START EXCERPT

← Back to Reviews
 

Garden State


#604 - Garden State
Zach Braff, 2004



A depressed small-time actor returns to his small hometown for his mother's funeral and proceeds to connect with the locals.

There are certain words that I have to make a conscious effort not to use when it comes to summarising my views on a film because they feel like dismissive cop-outs (though that doesn't always stop me). I bring this up because Garden State almost seems like a film that is explicitly designed to court such shallow criticisms. The film is the passion project of Zach Braff, the man best-known for starring in the long-running hospital sitcom Scrubs (which I have no great affinity for, though I ultimately don't hate it). In addition to starring in this film, he also wrote and directed it; to this end, it seems like a deliberate attempt to write what he knows and build an entire movie out of it. Braff plays a small-time actor living in Los Angeles who has had some success in TV yet still works as a waiter. The plot begins when he is called back to his New Jersey hometown in order to attend his mother's funeral. While there, he proceeds to connect and re-connect with the locals. While several of them tend to be members of his high-school cohort (the most prominent of which ends up being Peter Sarsgaard as a professional grave-digger), the one he ends up being drawn to is a stranger (Natalie Portman) that he meets while waiting to receive a neurological exam. The two form a somewhat unlikely bond over their shared neuroses and odd-couple dynamic, with Portman proving a much more animated counterpart to Braff's incredibly distant protagonist.

END EXCERPT

(WORK ORDER A):
Answer these questions from the Garden State review:
(i) In which state is the protagonist's hometown?
(ii) Which actor plays the professional grave-digger?
(iii) Where does the protagonist meet the character played by Natalie Portman?
(WORK ORDER B):
Carry on the Garden State review, starting right after its final sentence.
None of the data after the Garden State review is needed here.

START SOURCE INFORMATION

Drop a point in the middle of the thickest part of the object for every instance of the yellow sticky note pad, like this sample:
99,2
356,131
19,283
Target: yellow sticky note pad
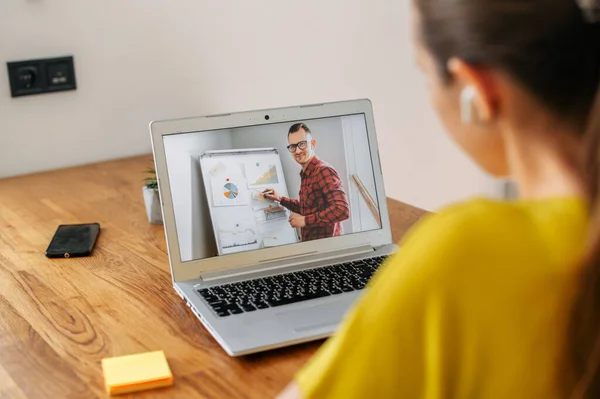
138,372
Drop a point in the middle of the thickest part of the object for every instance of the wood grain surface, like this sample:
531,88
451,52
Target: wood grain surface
60,317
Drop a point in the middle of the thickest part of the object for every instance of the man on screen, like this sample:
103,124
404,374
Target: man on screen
322,204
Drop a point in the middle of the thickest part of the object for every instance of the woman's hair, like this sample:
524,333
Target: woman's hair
552,48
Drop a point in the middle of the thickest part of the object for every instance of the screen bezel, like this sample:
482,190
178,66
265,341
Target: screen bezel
182,271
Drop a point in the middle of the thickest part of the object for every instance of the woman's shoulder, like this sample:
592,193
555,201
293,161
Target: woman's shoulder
494,233
475,219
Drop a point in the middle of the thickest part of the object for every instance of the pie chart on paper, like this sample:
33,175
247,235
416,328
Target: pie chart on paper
230,191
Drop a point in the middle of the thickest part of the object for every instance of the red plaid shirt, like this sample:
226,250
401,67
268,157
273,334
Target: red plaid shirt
322,201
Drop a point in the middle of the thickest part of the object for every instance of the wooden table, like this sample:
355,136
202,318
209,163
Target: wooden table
59,317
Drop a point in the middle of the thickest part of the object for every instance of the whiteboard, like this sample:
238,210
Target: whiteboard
242,218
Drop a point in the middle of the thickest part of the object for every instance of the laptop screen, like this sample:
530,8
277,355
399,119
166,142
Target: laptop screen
256,187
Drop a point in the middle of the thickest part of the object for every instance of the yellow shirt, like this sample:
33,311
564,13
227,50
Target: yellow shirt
474,305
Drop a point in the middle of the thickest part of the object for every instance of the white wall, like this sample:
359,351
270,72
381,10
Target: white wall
140,60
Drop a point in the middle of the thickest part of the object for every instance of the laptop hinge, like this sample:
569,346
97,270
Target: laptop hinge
286,262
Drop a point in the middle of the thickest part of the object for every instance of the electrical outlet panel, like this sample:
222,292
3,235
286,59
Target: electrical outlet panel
41,76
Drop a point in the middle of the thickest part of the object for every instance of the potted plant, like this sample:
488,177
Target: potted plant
152,198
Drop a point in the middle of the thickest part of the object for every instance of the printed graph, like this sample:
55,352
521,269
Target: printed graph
237,238
230,191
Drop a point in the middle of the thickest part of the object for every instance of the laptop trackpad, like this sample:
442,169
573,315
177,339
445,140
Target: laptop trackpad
314,317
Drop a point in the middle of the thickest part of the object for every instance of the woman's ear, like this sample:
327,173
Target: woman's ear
478,85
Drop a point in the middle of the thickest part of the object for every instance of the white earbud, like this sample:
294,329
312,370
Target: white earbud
467,97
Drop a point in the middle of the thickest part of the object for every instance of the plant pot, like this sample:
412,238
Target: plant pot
152,200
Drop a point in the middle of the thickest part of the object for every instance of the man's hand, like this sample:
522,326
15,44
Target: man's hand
297,220
270,193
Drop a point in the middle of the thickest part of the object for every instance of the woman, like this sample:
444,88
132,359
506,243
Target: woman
492,299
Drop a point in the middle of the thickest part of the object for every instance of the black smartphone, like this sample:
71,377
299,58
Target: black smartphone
71,240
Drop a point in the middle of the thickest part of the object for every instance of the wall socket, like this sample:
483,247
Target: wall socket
41,76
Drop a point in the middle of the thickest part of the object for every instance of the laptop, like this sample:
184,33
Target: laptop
272,232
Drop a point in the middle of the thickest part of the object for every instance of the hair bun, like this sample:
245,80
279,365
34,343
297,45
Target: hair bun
590,9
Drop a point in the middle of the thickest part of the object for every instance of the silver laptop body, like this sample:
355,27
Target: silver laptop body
206,254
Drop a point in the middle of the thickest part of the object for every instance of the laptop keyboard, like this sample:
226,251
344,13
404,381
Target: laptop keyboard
283,289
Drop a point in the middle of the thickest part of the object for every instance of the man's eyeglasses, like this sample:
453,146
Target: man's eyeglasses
301,144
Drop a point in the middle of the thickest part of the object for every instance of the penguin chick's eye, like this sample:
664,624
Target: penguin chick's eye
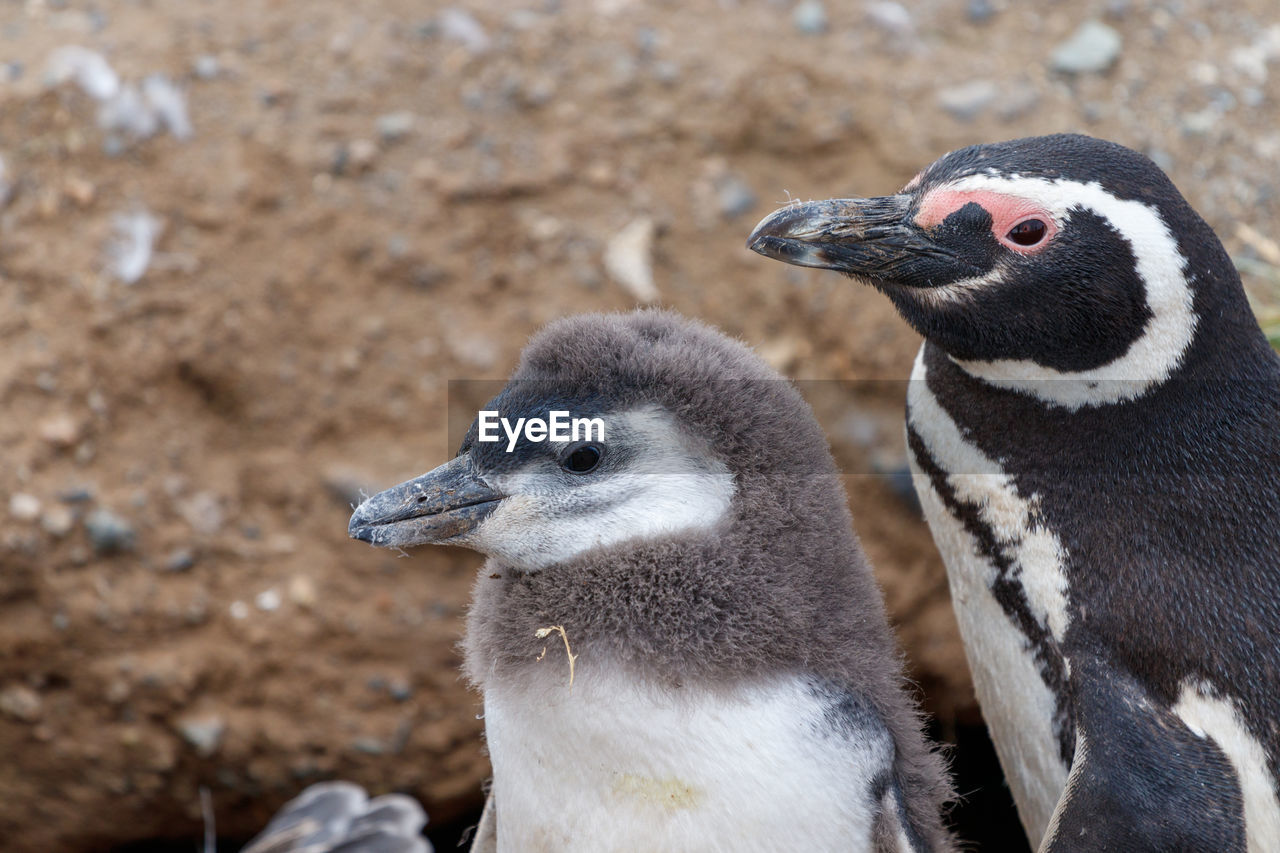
1028,232
583,460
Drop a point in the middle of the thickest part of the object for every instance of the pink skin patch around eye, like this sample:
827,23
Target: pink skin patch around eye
1005,213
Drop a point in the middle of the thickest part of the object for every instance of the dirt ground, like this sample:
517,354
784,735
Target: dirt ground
376,200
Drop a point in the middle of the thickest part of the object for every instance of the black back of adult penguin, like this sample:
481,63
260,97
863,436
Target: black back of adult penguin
1095,427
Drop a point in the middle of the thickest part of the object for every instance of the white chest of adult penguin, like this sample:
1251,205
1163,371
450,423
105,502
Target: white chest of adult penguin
1095,429
734,684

END SOURCE INFORMATION

(EXERCISE OUTPUT A):
(i) New Jersey.
(ii) Peter Sarsgaard.
(iii) While waiting to receive a neurological exam.

(EXERCISE OUTPUT B):
Garden State manages the somewhat impressive feat of simultaneously feeling relatable and alienating, which is enough to mean that I can't honestly bring myself to hate it, but I struggle to actually, you know, like any of it. A lot of that has to do with Braff himself, whose heavily medicated character feels like a deliberate attempt to distance himself from the outward wackiness of his most well-known screen persona, and he manages to deliver a fairly decent performance as a result. Unfortunately, that doesn't extend to the rest of the cast. We're supposed to find Portman's bubbly personality as endearing as Braff's character does, but not even the scenes that expose the neurotic vulnerabilities underneath her chipper exterior are enough to distinguish the character for the better. Sarsgaard gives off such a bad first impression that his character's barely-there redemption arc never gains enough traction to feel significant, while Braff's other former classmates aren't even afforded that much definition. Ian Holm is brought in to play Braff's domineering psychiatrist father, but he seems especially wasted on such a minor role.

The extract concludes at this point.